• Texto:
"Entrevista: Candidato petista à presidência da Câmara defende a desoneração da folha de pagamentos
Ruy Baron/Valor
Marco Maia: “Penso em conduzir os trabalhos olhando para os interesses maiores da sociedade, ouvindo todos os setores e construindo os consensos”
Marco Maia: “Penso em conduzir os trabalhos olhando para os interesses maiores da sociedade, ouvindo todos os setores e construindo os consensos”
Caio Junqueira | VALOR
O maior objetivo do petista gaúcho Marco Aurélio Spall Maia, 45 anos, uma vez eleito presidente da Câmara no dia 1º de fevereiro, é conciliar os interesses do Palácio do Planalto na Casa durante o primeiro ano de governo da presidente Dilma Rousseff com os anseios de deputados que há tempos assistem seu campo de atuação sobreposto pela agenda do Executivo. Para atingir essa meta, o primeiro passo foi dado em dezembro, quando costurou o apoio à sua candidatura dentro do partido e desbancou o favorito, o líder do governo Cândido Vaccarezza (SP).Agora, trabalha para não haver adversários na disputa de modo que possa ser eleito e tocar a agenda governista no Legislativo – como a reforma tributária -, sem deixar de atender ao desejo dos parlamentares aliados e da oposição por maior independência. A redução de edições de medidas provisórias e a maior aprovação de projetos de iniciativa de deputados são citadas, além da “democratização” na distribuição dos cargos da Câmara, reivindicação que sustenta sua candidatura e lhe garantiu, por ora, o apoio de boa parte de deputados da base aliada ao governo e da oposição.

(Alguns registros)
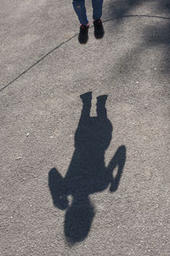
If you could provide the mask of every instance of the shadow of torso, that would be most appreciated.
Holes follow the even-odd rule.
[[[111,132],[112,125],[107,118],[90,117],[79,123],[75,134],[76,149],[65,177],[68,194],[87,196],[106,189],[110,174],[105,165],[105,151]]]

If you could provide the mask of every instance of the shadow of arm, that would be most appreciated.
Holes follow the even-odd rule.
[[[56,168],[48,172],[48,187],[54,205],[60,210],[66,209],[68,200],[64,191],[64,178]]]
[[[110,191],[114,192],[117,189],[120,179],[122,174],[123,167],[126,161],[126,147],[121,146],[116,152],[115,155],[111,159],[108,166],[108,172],[110,177]],[[113,177],[113,172],[117,166],[117,173],[115,177]]]

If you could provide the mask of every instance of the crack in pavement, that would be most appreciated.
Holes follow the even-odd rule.
[[[116,18],[112,18],[110,20],[103,20],[103,23],[106,23],[109,22],[110,20],[118,20],[118,19],[123,19],[123,18],[157,18],[157,19],[163,19],[163,20],[170,20],[170,17],[164,17],[164,16],[156,16],[156,15],[124,15],[124,16],[120,16],[120,17],[116,17]],[[94,27],[94,26],[90,26],[90,28]],[[59,49],[60,47],[61,47],[62,45],[65,44],[66,43],[68,43],[69,41],[71,41],[72,38],[76,38],[78,35],[78,33],[75,34],[74,36],[72,36],[71,38],[69,38],[68,40],[61,43],[60,44],[57,45],[56,47],[54,47],[54,49],[52,49],[50,51],[48,51],[46,55],[44,55],[42,57],[41,57],[39,60],[37,60],[36,62],[34,62],[32,65],[31,65],[27,69],[26,69],[25,71],[23,71],[20,75],[18,75],[15,79],[14,79],[12,81],[10,81],[8,84],[7,84],[6,85],[4,85],[3,88],[0,89],[0,92],[3,91],[4,89],[6,89],[8,86],[9,86],[10,84],[12,84],[14,82],[15,82],[18,79],[20,79],[22,75],[24,75],[25,73],[26,73],[31,68],[34,67],[37,64],[38,64],[41,61],[42,61],[44,58],[46,58],[48,55],[49,55],[51,53],[53,53],[55,49]]]

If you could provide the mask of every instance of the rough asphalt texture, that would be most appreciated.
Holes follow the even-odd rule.
[[[170,2],[105,0],[103,20],[105,38],[91,27],[80,45],[71,2],[0,1],[2,256],[170,255]],[[116,191],[89,195],[89,232],[71,245],[48,173],[67,172],[88,91],[92,115],[108,95],[105,165],[122,145],[126,162]]]

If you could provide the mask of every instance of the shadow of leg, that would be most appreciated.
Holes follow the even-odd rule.
[[[48,187],[54,205],[60,210],[66,209],[68,207],[68,200],[64,188],[64,178],[56,168],[53,168],[49,171]]]
[[[110,191],[114,192],[117,189],[120,179],[122,174],[123,167],[126,161],[126,147],[121,146],[116,152],[114,157],[110,160],[108,166],[108,172],[110,177]],[[114,169],[118,166],[117,173],[115,177],[113,177],[112,173]]]

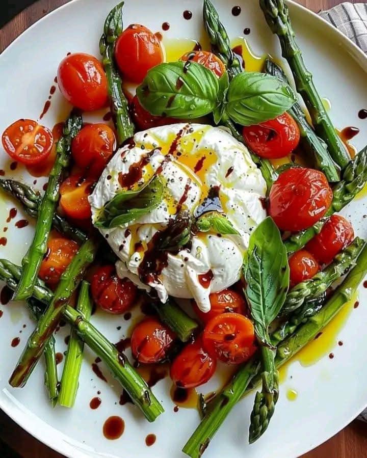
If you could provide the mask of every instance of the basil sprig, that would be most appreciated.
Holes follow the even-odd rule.
[[[95,223],[105,229],[131,223],[149,213],[162,202],[164,186],[154,177],[137,191],[122,191],[106,204]]]
[[[230,118],[243,126],[273,119],[296,101],[290,86],[272,75],[245,72],[229,83],[227,72],[218,78],[190,61],[153,67],[137,95],[154,116],[195,119],[213,113],[216,124]]]

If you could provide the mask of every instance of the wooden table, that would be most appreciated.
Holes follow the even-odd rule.
[[[23,31],[55,8],[69,0],[38,0],[0,30],[0,52]],[[314,11],[327,9],[339,0],[297,0]],[[358,0],[367,3],[367,0]],[[357,3],[352,0],[352,3]],[[320,425],[320,427],[322,425]],[[305,432],[307,434],[307,432]],[[0,438],[24,458],[62,458],[23,431],[0,411]],[[0,441],[0,456],[13,458],[14,454]],[[357,420],[302,458],[361,458],[367,456],[367,424]]]

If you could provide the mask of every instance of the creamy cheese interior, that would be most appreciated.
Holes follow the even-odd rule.
[[[137,133],[108,165],[89,198],[93,222],[117,193],[138,188],[155,174],[165,184],[159,206],[132,223],[100,231],[120,260],[121,277],[147,290],[154,288],[163,302],[169,295],[194,298],[207,312],[209,294],[240,278],[250,234],[266,216],[265,181],[247,148],[222,128],[198,124],[156,127]],[[157,237],[178,211],[194,213],[209,194],[215,194],[217,206],[240,235],[199,232],[187,247],[159,259]],[[147,274],[154,263],[156,272]]]

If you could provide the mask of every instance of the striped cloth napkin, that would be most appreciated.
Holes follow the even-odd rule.
[[[341,3],[319,14],[367,52],[367,3]],[[358,418],[367,422],[367,409]]]

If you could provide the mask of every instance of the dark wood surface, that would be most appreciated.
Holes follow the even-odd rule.
[[[0,30],[0,52],[22,32],[40,18],[69,0],[38,0]],[[327,9],[339,0],[298,0],[314,11]],[[367,3],[367,0],[359,0]],[[353,0],[353,3],[357,3]],[[322,425],[320,425],[322,427]],[[307,434],[307,432],[305,432]],[[0,457],[62,458],[23,430],[0,410]],[[13,450],[14,451],[13,451]],[[352,422],[343,431],[302,458],[362,458],[367,456],[367,424]]]

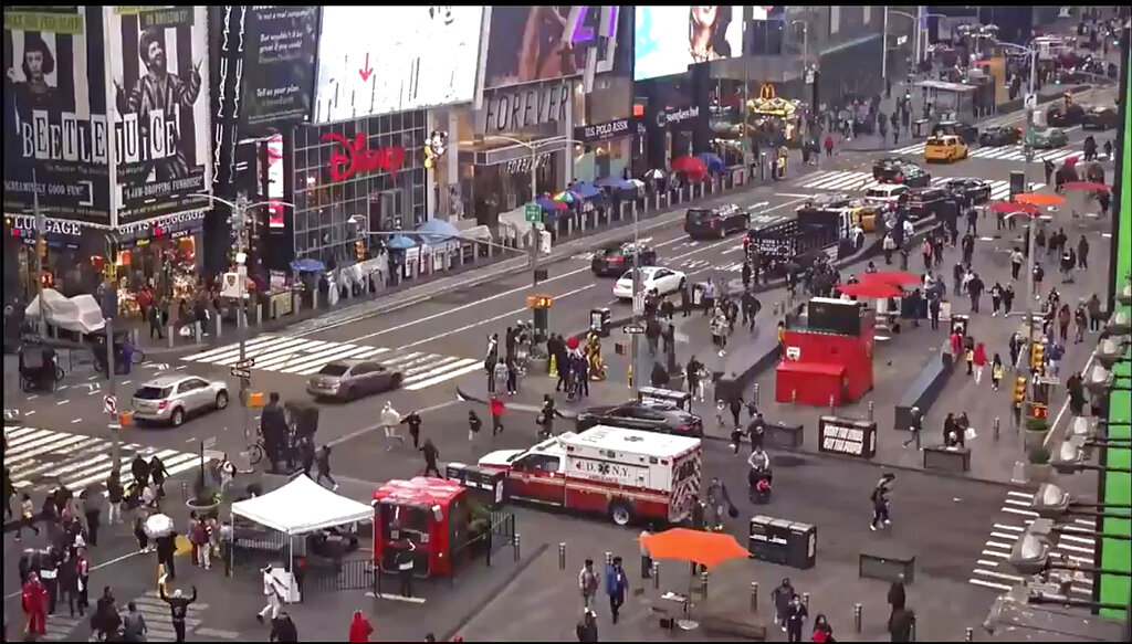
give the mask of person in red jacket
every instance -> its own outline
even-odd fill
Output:
[[[354,611],[353,621],[350,622],[350,642],[369,642],[369,635],[374,633],[374,626],[366,619],[360,610]]]
[[[503,431],[503,401],[491,396],[491,436]]]
[[[29,636],[48,634],[48,589],[35,573],[27,575],[24,583],[24,612],[27,613]]]
[[[978,385],[983,380],[983,368],[987,366],[987,350],[981,342],[975,345],[971,362],[975,363],[975,384]]]

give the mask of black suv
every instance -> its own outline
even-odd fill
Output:
[[[987,147],[1018,145],[1020,143],[1022,143],[1022,129],[1014,126],[988,128],[979,135],[979,145]]]
[[[972,204],[986,204],[990,200],[990,184],[981,179],[947,179],[942,188],[966,197]]]
[[[704,435],[704,423],[700,417],[674,404],[652,401],[634,401],[620,405],[590,407],[577,414],[575,422],[578,431],[599,424],[608,424],[694,438],[701,438]]]
[[[909,188],[926,188],[932,174],[902,158],[882,158],[873,164],[873,179],[881,183],[903,183]]]
[[[608,243],[593,251],[593,260],[590,268],[599,277],[620,277],[629,268],[633,268],[634,246],[632,241],[624,243]],[[645,244],[641,244],[641,266],[655,266],[657,251]]]
[[[736,205],[719,208],[688,208],[684,214],[684,232],[693,239],[727,237],[751,227],[751,213]]]

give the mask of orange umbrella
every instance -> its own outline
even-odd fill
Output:
[[[730,559],[746,559],[751,553],[734,536],[724,532],[705,532],[674,527],[641,538],[653,559],[695,561],[709,568]]]
[[[1069,181],[1062,186],[1065,190],[1092,190],[1094,192],[1108,192],[1108,186],[1098,181]]]
[[[1014,200],[1035,206],[1061,206],[1065,203],[1065,197],[1061,195],[1043,195],[1040,192],[1022,192],[1014,195]]]

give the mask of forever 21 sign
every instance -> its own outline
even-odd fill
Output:
[[[634,118],[617,119],[607,123],[574,128],[574,138],[583,144],[594,144],[621,136],[636,134],[640,121]]]

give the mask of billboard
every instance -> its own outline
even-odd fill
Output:
[[[637,7],[634,80],[743,53],[743,7]]]
[[[119,225],[207,208],[206,7],[106,8]]]
[[[325,7],[314,123],[465,103],[483,7]]]
[[[278,131],[310,118],[318,7],[249,6],[245,16],[240,127]]]
[[[5,213],[111,225],[102,43],[98,7],[5,8]]]

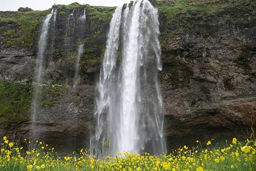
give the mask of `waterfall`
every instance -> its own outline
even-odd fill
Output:
[[[81,16],[80,17],[80,19],[81,20],[81,23],[82,25],[85,25],[86,24],[86,8],[84,8],[84,9],[83,10],[83,15]]]
[[[40,86],[41,84],[41,79],[43,76],[44,72],[45,66],[45,56],[47,42],[47,37],[48,35],[48,31],[49,29],[50,21],[54,14],[54,10],[53,9],[51,13],[46,16],[46,17],[44,21],[42,28],[41,30],[41,34],[38,41],[38,47],[37,52],[37,57],[36,58],[36,65],[35,68],[35,94],[32,101],[32,138],[35,136],[35,131],[34,129],[34,122],[36,120],[37,115],[37,110],[40,105]]]
[[[54,10],[54,12],[53,12],[53,27],[52,27],[52,32],[53,32],[53,35],[54,35],[55,33],[55,26],[56,26],[56,19],[57,17],[57,9]],[[52,41],[51,42],[51,55],[50,55],[50,58],[49,59],[49,61],[51,61],[52,59],[52,58],[53,57],[53,53],[54,51],[54,36],[53,36],[52,37]]]
[[[159,26],[158,11],[147,0],[126,5],[123,12],[122,7],[116,9],[97,84],[92,155],[165,152],[157,78],[162,69]],[[117,64],[119,50],[122,61]]]
[[[81,59],[81,57],[83,52],[83,44],[81,44],[78,48],[78,51],[77,53],[77,57],[76,58],[76,69],[75,72],[75,76],[74,77],[74,87],[75,88],[77,86],[77,78],[78,77],[79,74],[79,62]]]
[[[83,10],[83,15],[81,16],[80,17],[80,36],[79,39],[80,41],[82,41],[82,39],[84,38],[84,26],[86,25],[86,9],[84,8]],[[75,72],[75,75],[74,76],[74,88],[75,88],[76,86],[77,86],[77,78],[78,78],[79,74],[79,62],[81,59],[81,57],[82,56],[82,53],[83,52],[83,44],[81,44],[79,45],[77,56],[76,58],[76,68]]]
[[[114,90],[116,88],[116,85],[114,83],[114,74],[116,70],[116,54],[118,49],[119,29],[121,25],[121,19],[122,14],[122,7],[117,7],[113,15],[112,19],[110,23],[110,28],[108,36],[106,49],[104,55],[103,64],[100,70],[99,81],[97,84],[97,88],[99,92],[99,96],[96,100],[97,111],[95,112],[95,118],[96,119],[97,125],[96,132],[91,138],[90,146],[91,153],[92,155],[100,155],[101,149],[103,148],[103,155],[109,154],[104,147],[104,143],[108,140],[109,132],[111,129],[111,125],[108,124],[108,129],[105,125],[104,119],[105,116],[104,116],[104,110],[106,106],[109,106],[108,114],[110,117],[115,116],[115,113],[112,112],[115,110],[115,105],[117,112],[119,110],[117,105],[118,103],[115,103],[114,98],[115,93]],[[116,118],[118,119],[118,118]],[[115,124],[116,122],[113,122]],[[113,125],[114,128],[117,129],[117,125]],[[103,132],[103,131],[105,131]],[[117,132],[113,132],[114,133],[118,133]],[[118,135],[113,136],[115,140],[112,140],[113,145],[117,145],[117,139],[116,137]]]
[[[65,35],[65,47],[67,51],[73,50],[73,42],[75,36],[75,20],[74,13],[76,9],[74,8],[72,12],[69,15],[68,24]]]

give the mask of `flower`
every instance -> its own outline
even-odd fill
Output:
[[[241,150],[245,154],[250,152],[250,148],[247,145],[241,147]]]
[[[202,167],[197,168],[197,171],[204,171],[204,169]]]
[[[29,164],[27,166],[27,169],[29,170],[31,170],[32,167],[33,166],[32,165],[32,164]]]
[[[233,139],[232,140],[232,143],[234,144],[236,144],[237,143],[237,138],[233,138]]]
[[[136,170],[137,171],[141,171],[141,168],[140,167],[138,167],[138,168],[136,168]]]
[[[13,143],[12,142],[11,142],[10,143],[9,143],[9,146],[10,147],[12,147],[13,146]]]
[[[41,165],[41,166],[40,167],[42,169],[44,169],[46,168],[46,165],[44,164]]]
[[[214,161],[216,162],[216,163],[219,163],[220,162],[220,160],[219,160],[219,159],[215,159],[214,160]]]
[[[210,144],[211,144],[211,142],[210,142],[210,141],[208,141],[207,143],[206,143],[206,145],[210,145]]]

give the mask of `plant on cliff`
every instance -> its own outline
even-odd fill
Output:
[[[20,82],[0,82],[0,123],[29,120],[32,86]]]

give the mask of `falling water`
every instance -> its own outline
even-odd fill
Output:
[[[52,27],[53,35],[54,35],[55,33],[55,26],[56,26],[56,19],[57,17],[57,9],[54,10],[53,13],[53,24]],[[51,61],[53,57],[53,52],[54,51],[54,36],[52,37],[52,41],[51,42],[51,55],[49,61]]]
[[[123,151],[160,155],[165,145],[157,78],[162,69],[158,11],[147,0],[135,2],[131,8],[127,5],[122,13],[121,9],[116,9],[111,23],[91,152],[103,156]],[[117,65],[120,28],[122,60]]]
[[[34,129],[34,122],[36,120],[37,110],[39,106],[39,96],[40,89],[39,87],[41,83],[41,79],[44,71],[45,55],[47,46],[47,36],[49,31],[50,21],[54,14],[54,10],[53,9],[51,13],[47,15],[41,30],[41,34],[38,41],[38,49],[37,52],[37,57],[36,58],[36,65],[35,68],[35,94],[33,99],[32,103],[32,138],[34,137],[36,130]]]
[[[84,38],[84,26],[86,25],[86,9],[84,8],[83,10],[83,15],[81,16],[80,17],[80,36],[79,39],[80,41],[82,41],[82,39]],[[77,57],[76,58],[76,69],[75,72],[75,76],[74,76],[74,88],[75,88],[76,86],[77,86],[77,78],[78,77],[79,74],[79,62],[81,59],[81,57],[83,52],[83,44],[80,44],[79,45],[78,53],[77,53]]]
[[[104,114],[108,114],[110,117],[114,119],[115,113],[112,112],[115,110],[115,104],[117,105],[117,108],[116,108],[117,112],[119,109],[117,106],[119,103],[115,103],[114,98],[115,96],[114,90],[117,86],[114,83],[114,82],[115,82],[114,76],[116,70],[115,68],[116,54],[118,49],[121,14],[122,7],[117,7],[113,15],[110,24],[103,65],[100,71],[99,81],[97,84],[99,96],[97,99],[97,108],[95,113],[97,125],[95,134],[91,138],[91,152],[92,155],[100,155],[101,152],[100,149],[102,148],[103,148],[102,152],[103,155],[106,155],[109,153],[105,150],[106,147],[104,147],[103,144],[108,141],[109,132],[111,130],[111,125],[108,124],[108,125],[105,125],[106,117]],[[109,109],[106,113],[104,111],[106,106],[108,106]],[[117,118],[116,119],[118,120],[118,118]],[[116,123],[116,122],[113,123]],[[118,129],[116,124],[113,125],[113,128]],[[118,131],[117,130],[116,132],[112,132],[114,134],[117,134]],[[118,136],[117,134],[113,136],[113,139],[112,140],[112,143],[113,145],[117,145],[117,136]]]
[[[77,86],[77,78],[79,74],[79,62],[81,59],[81,57],[83,52],[83,44],[80,45],[78,48],[78,52],[77,53],[77,57],[76,58],[76,69],[75,72],[75,76],[74,77],[74,87],[75,88]]]
[[[75,34],[75,20],[74,13],[76,9],[73,10],[72,13],[69,15],[68,24],[65,35],[65,47],[68,51],[73,50],[73,40]]]
[[[84,8],[84,9],[83,10],[83,15],[81,16],[80,17],[80,19],[81,20],[81,23],[82,25],[85,25],[86,24],[86,8]]]

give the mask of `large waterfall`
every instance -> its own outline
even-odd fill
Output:
[[[122,9],[116,8],[111,22],[97,84],[97,125],[91,153],[159,155],[165,145],[157,78],[162,69],[158,11],[147,0]],[[120,54],[122,61],[117,63]]]
[[[32,138],[35,138],[36,131],[34,127],[34,123],[36,120],[38,108],[40,106],[40,84],[41,79],[44,72],[45,56],[46,49],[47,45],[47,37],[48,31],[49,30],[50,22],[53,15],[54,15],[54,9],[52,9],[51,13],[46,16],[41,30],[41,34],[38,41],[38,49],[37,57],[36,58],[36,65],[35,68],[35,94],[32,102]],[[55,22],[55,19],[54,19]]]

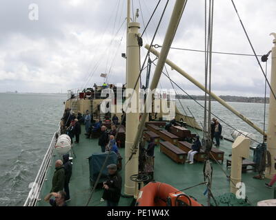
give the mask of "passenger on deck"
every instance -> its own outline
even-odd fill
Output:
[[[123,111],[123,114],[121,116],[121,124],[123,124],[124,126],[126,126],[126,112]]]
[[[215,138],[216,140],[216,144],[215,146],[219,146],[219,139],[221,135],[222,127],[219,121],[217,120],[215,122]]]
[[[108,133],[106,131],[106,126],[102,126],[101,127],[101,135],[99,138],[99,145],[101,146],[101,152],[106,151],[106,147],[108,144],[109,138]]]
[[[170,122],[173,126],[177,125],[177,120],[175,120],[175,118],[172,119]]]
[[[64,166],[64,191],[66,192],[65,200],[70,200],[69,182],[72,175],[72,163],[69,160],[69,154],[63,155],[63,166]]]
[[[109,132],[110,135],[116,136],[117,129],[115,125],[111,125],[111,131]]]
[[[75,126],[73,129],[73,133],[76,136],[76,144],[79,142],[79,135],[81,133],[81,124],[79,124],[79,120],[76,118],[75,120]]]
[[[67,128],[66,131],[67,131],[67,135],[70,137],[71,139],[71,144],[73,142],[73,138],[74,138],[74,126],[75,126],[75,121],[71,122],[70,124],[69,127]]]
[[[67,127],[68,127],[70,126],[70,121],[69,120],[69,117],[70,117],[70,111],[71,111],[70,109],[67,108],[65,110],[64,115],[63,115],[64,124],[65,124],[65,126],[67,126]]]
[[[79,111],[78,111],[78,114],[77,114],[77,119],[79,120],[79,122],[80,124],[84,122],[83,116],[82,113]]]
[[[63,163],[61,160],[56,161],[54,176],[52,179],[52,188],[50,192],[57,192],[63,190],[64,188],[65,170]]]
[[[172,126],[171,122],[166,123],[165,125],[165,130],[168,131],[168,129]]]
[[[113,122],[114,124],[118,124],[119,122],[119,118],[118,117],[117,117],[116,114],[114,114],[112,118],[112,121]]]
[[[121,177],[117,170],[116,164],[110,164],[107,168],[108,179],[103,182],[102,198],[106,200],[107,206],[117,206],[121,197]]]
[[[199,136],[197,135],[195,143],[192,145],[192,150],[188,152],[187,163],[190,162],[190,164],[194,163],[194,156],[195,155],[200,151],[200,148],[201,147],[201,143],[199,140]]]
[[[52,197],[55,197],[55,199],[51,199]],[[49,193],[44,198],[44,201],[48,202],[52,206],[67,206],[65,201],[66,197],[66,192],[61,190]]]
[[[116,153],[116,154],[118,153],[118,147],[117,146],[116,140],[113,135],[110,135],[109,137],[109,143],[107,150],[114,151]]]
[[[86,116],[84,118],[84,124],[86,125],[86,135],[89,133],[89,128],[91,126],[91,116],[89,114],[89,111],[86,110]]]
[[[213,143],[215,143],[213,140],[214,140],[214,137],[215,137],[215,122],[216,122],[216,119],[215,118],[212,118],[212,121],[211,121],[211,140]]]
[[[155,146],[156,146],[155,138],[150,138],[148,148],[146,150],[148,157],[153,157],[155,155]]]
[[[75,112],[72,111],[69,116],[69,122],[74,121],[76,119],[76,116],[75,116]]]

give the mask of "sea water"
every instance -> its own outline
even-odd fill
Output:
[[[0,94],[0,206],[24,204],[29,184],[34,180],[58,129],[66,99],[65,94]],[[203,124],[204,109],[193,100],[181,102],[187,114],[191,116],[189,108],[199,124]],[[230,104],[263,127],[263,104]],[[184,112],[178,102],[177,105]],[[212,111],[233,127],[255,134],[262,141],[262,135],[218,102],[212,102]],[[221,124],[223,135],[230,138],[233,129]]]

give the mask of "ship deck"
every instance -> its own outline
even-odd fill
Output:
[[[192,133],[195,133],[193,128],[189,128]],[[68,202],[70,206],[86,206],[91,192],[91,186],[89,180],[89,157],[94,153],[101,151],[98,146],[97,139],[86,139],[84,135],[84,127],[82,127],[82,133],[80,135],[79,144],[74,144],[73,149],[76,157],[73,159],[72,175],[70,183],[70,192],[71,200]],[[201,135],[201,132],[197,130]],[[212,192],[215,197],[217,197],[226,192],[230,192],[230,181],[226,178],[222,172],[221,168],[226,170],[229,175],[230,168],[226,170],[226,160],[230,159],[231,154],[232,142],[224,140],[221,141],[219,149],[224,151],[224,164],[220,166],[215,161],[212,161],[213,173],[212,182]],[[122,193],[124,193],[124,148],[119,149],[123,157],[122,170],[120,174],[123,179]],[[250,151],[250,158],[252,160],[253,151]],[[44,197],[49,193],[51,188],[52,177],[55,171],[55,161],[58,158],[54,155],[51,162],[52,166],[47,173],[47,177],[43,186],[40,201],[37,203],[39,206],[49,206],[49,204],[44,201]],[[203,176],[204,163],[195,162],[193,164],[185,163],[184,164],[177,164],[167,155],[160,152],[160,147],[158,145],[155,149],[155,180],[165,182],[172,185],[179,190],[190,187],[204,182]],[[267,188],[264,183],[268,182],[268,179],[262,180],[253,179],[256,175],[254,171],[247,171],[242,173],[242,182],[246,186],[246,194],[248,201],[253,206],[257,206],[257,203],[262,200],[270,199],[273,197],[273,190]],[[207,206],[207,197],[204,195],[206,190],[206,186],[201,185],[189,190],[184,191],[188,195],[192,195],[197,201]],[[89,206],[106,206],[106,201],[101,201],[103,194],[102,189],[96,189]],[[132,201],[131,198],[121,197],[119,206],[128,206]]]

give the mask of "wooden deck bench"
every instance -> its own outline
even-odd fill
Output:
[[[179,138],[174,134],[167,131],[159,131],[159,135],[160,135],[160,138],[170,142],[172,144],[177,145]]]
[[[178,142],[178,147],[182,151],[188,153],[192,150],[192,144],[187,142]],[[200,152],[196,153],[194,156],[194,159],[198,162],[204,162],[205,160],[205,153],[204,151],[200,149]]]
[[[190,131],[180,126],[172,126],[168,131],[179,138],[180,140],[191,137]]]
[[[226,168],[228,168],[228,166],[231,166],[231,163],[232,163],[231,160],[226,160]],[[251,168],[247,168],[248,166],[250,166]],[[242,165],[241,165],[242,173],[246,173],[247,170],[256,171],[256,168],[257,168],[257,164],[255,162],[253,162],[253,161],[250,161],[246,159],[242,160]]]
[[[144,133],[144,135],[146,137],[146,140],[147,141],[150,141],[151,138],[155,138],[155,142],[156,144],[159,144],[160,142],[160,136],[153,131],[145,131]]]
[[[218,148],[215,147],[212,147],[212,150],[210,152],[212,155],[210,158],[214,160],[214,158],[217,161],[221,161],[221,164],[224,163],[224,151],[222,151]]]
[[[146,127],[149,131],[151,131],[157,134],[159,134],[159,131],[162,131],[161,128],[160,128],[158,126],[156,126],[155,124],[148,124],[146,125]]]
[[[148,124],[154,124],[158,126],[165,126],[166,123],[166,122],[158,122],[158,121],[149,121],[146,122],[146,125]]]
[[[187,159],[187,153],[169,142],[160,142],[160,152],[165,153],[177,163],[184,164]]]

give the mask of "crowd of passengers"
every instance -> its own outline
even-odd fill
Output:
[[[92,88],[87,88],[84,89],[81,92],[83,94],[83,99],[101,99],[103,97],[101,96],[101,91],[104,89],[111,89],[114,92],[115,98],[117,97],[117,87],[113,84],[107,84],[106,82],[103,82],[103,84],[98,87],[96,83],[94,84]],[[123,94],[126,89],[125,85],[123,85],[122,87],[120,88],[121,89],[121,93]],[[75,98],[75,95],[71,94],[71,98]]]

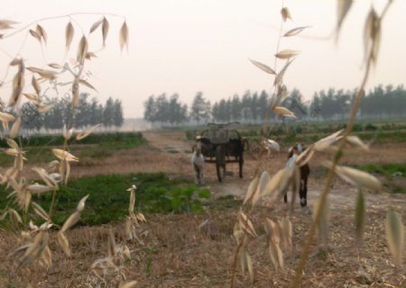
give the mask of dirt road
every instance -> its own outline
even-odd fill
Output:
[[[148,132],[144,133],[144,137],[148,140],[150,145],[156,148],[157,156],[161,155],[164,158],[171,158],[175,162],[183,163],[185,166],[182,166],[181,169],[177,172],[189,175],[190,181],[192,181],[193,171],[191,165],[189,165],[189,159],[191,156],[191,146],[194,142],[187,140],[184,132]],[[285,148],[285,149],[286,148]],[[385,152],[385,149],[376,148],[370,153],[374,158],[381,158],[383,157],[381,155],[382,150]],[[316,176],[310,174],[309,184],[308,198],[310,208],[318,198],[320,191],[322,191],[325,182],[325,179],[317,176],[322,168],[317,167],[316,166],[321,162],[322,157],[325,156],[315,157],[314,161],[312,161],[315,164],[310,163],[310,167],[316,174]],[[387,156],[386,158],[392,158],[392,156]],[[285,159],[286,156],[283,152],[275,156],[273,158],[264,159],[260,165],[259,171],[267,170],[270,175],[272,176],[278,169],[283,167]],[[399,158],[397,159],[399,159]],[[223,183],[218,183],[215,165],[207,163],[205,166],[205,184],[210,188],[215,197],[226,195],[244,197],[250,181],[254,176],[257,166],[258,161],[253,159],[249,154],[245,153],[244,177],[242,179],[238,177],[238,165],[231,163],[227,164],[227,171],[232,175],[227,176]],[[173,168],[175,167],[173,166]],[[171,172],[173,173],[176,172],[176,170],[171,169]],[[355,196],[355,188],[337,179],[334,183],[329,196],[330,204],[333,209],[348,205],[353,206]],[[381,209],[387,209],[392,207],[401,209],[401,206],[403,206],[403,208],[406,207],[406,195],[402,194],[390,194],[387,193],[368,194],[366,199],[367,204],[371,208],[380,207]]]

• Tarefa 1: Transcreva, nos registros, as linhas que começam na que contém "give the mask of forever 21 sign" e seguem até a que contém "[[[5,213],[111,225],[102,43],[98,7],[5,8]]]", incluindo as duas.
• Tarefa 2: Retome a entrevista com Marco Maia a partir de onde o texto termina.
O texto e os registros não têm relação entre si.

• Resposta 1:
give the mask of forever 21 sign
every instance -> its own outline
even-odd fill
Output:
[[[634,118],[617,119],[607,123],[574,128],[574,138],[583,144],[594,144],[621,136],[636,134],[640,121]]]

give the mask of billboard
every instance -> its own outline
even-odd fill
Output:
[[[637,7],[634,80],[743,53],[743,7]]]
[[[119,225],[207,208],[206,7],[106,8]]]
[[[325,7],[314,123],[465,103],[483,7]]]
[[[278,131],[310,118],[318,7],[249,6],[245,16],[240,127]]]
[[[5,213],[111,225],[102,43],[98,7],[5,8]]]

• Resposta 2:
Natural de Canoas (RS), onde iniciou há mais de 20 anos sua trajetória no meio sindical e desempenhou cargos diretivos no Sindicato dos Metalúrgicos de Canoas, na Federação dos Trabalhadores Metalúrgicos do Rio Grande do Sul, na CUT-RS e na Confederação Nacional dos Metalúrgicos, Maia garante que, ao sentar-se na terceira cadeira mais importante da República levará consigo apenas o que considera a maior habilidade conquistada na longeva atuação sindical: o diálogo. “Não podemos fazer com que os interesses corporativos se sobreponham aos interesses maiores da sociedade”, disse, nesta entrevista ao Valor.
Defendeu ainda a desoneração da folha de pagamento, mas recusou alterações na legislação trabalhista que impliquem a perda de direitos de trabalhadores. A seguir os principais trechos da entrevista:
Valor: A sua eventual eleição para a presidência significa a manutenção do sindicalismo no poder?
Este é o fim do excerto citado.